• TEXT SECTION:
########

# Recommender systems - Project 2

## Abstract
In this project we evaluate two types of recommender systems (Content based and Collaborative filtering) methods, and compare their performances using the MovieLens data. For content based recommendation system, we will use the actors acted in the movie, and for collaborative filtering we will use similarity between the users to identify potential movies that a user might be interested. The methods are compared using Mean Absolute Error. The MovieLens data does not have the actors names acted in the movies. We will use the imdb URL provided in the data set to get the actors names acted in a specific movie. To make this project simple, we will consider 10 random users from the MovieLens data set, and only include the list of movies watched by these 10 random users in our algorithms analysis.

## Data pre-processing
The MovieLens data has several files, but we will use the following files for this project:
1. u.user (a tab delimited data set, containing the users details - users uniquely identified by user_id key)
2. u.item (a tab delimited data set, containing the movie details - movies uniquely identified by item_id)
3. u.data (a tab delimited data set, containing the user_id, item_id and the rating given to the item by the user)

We will choose 10 users randomly from u.user data set, and get all the movies rated by these users (using the u.data). Using the u.item data set, we will get the URL of the movie and scrape the IMDB URL to extract the actors list. This list will be used as the properties of items for content based recommender system.

### Importing all the required packages

In [89]:
import pandas as pd
import numpy as np
from IPython.display import display # Allows the use of display() for DataFrames

from lxml import html
import requests

### Reading the files 

We will read the files u.data, u.user and u.item, and extract the required columns (since we do not need all the columns for this project). Follow the comments in the code to know which columns are dropped.

########

• DATASET EXCERPT:
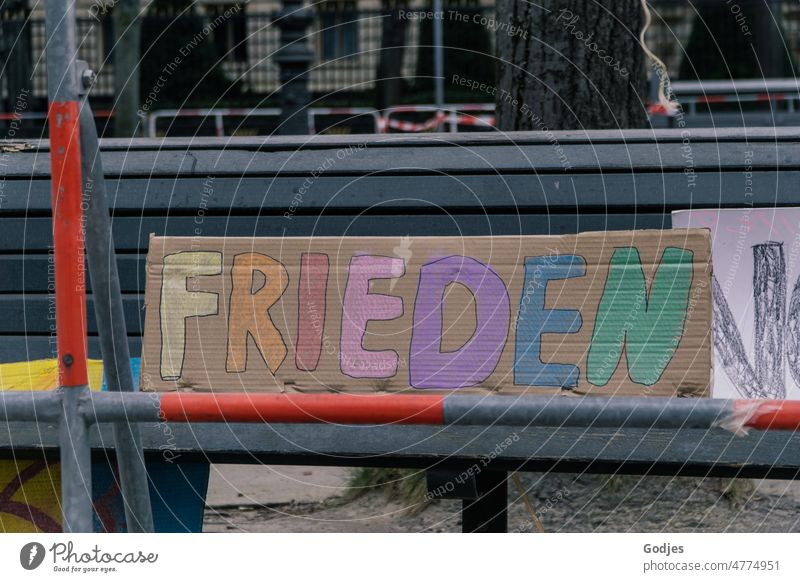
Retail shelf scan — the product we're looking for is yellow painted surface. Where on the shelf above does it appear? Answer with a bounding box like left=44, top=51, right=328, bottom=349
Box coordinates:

########

• THINGS TO DO:
• a. Based on the recommender systems write-up, answer yes or no to each statement and quote the words that decide it: (i) the two methods are compared using Mean Absolute Error; (ii) the MovieLens data includes the names of the actors in each movie; (iii) u.data is a comma delimited data set.
• b. Reproduce the passage of the recommender systems write-up starting with "## Data pre-processing" and going on through "by user_id key)".
Work only from the recommender systems write-up, not from the lines.

• SOLVED TASKS:
• a.
(i) Yes: "The methods are compared using Mean Absolute Error."
(ii) No: "The MovieLens data does not have the actors names acted in the movies."
(iii) No: "a tab delimited data set, containing the user_id, item_id and the rating given to the item by the user"

• b.
## Data pre-processing
The MovieLens data has several files, but we will use the following files for this project:
1. u.user (a tab delimited data set, containing the users details - users uniquely identified by user_id key)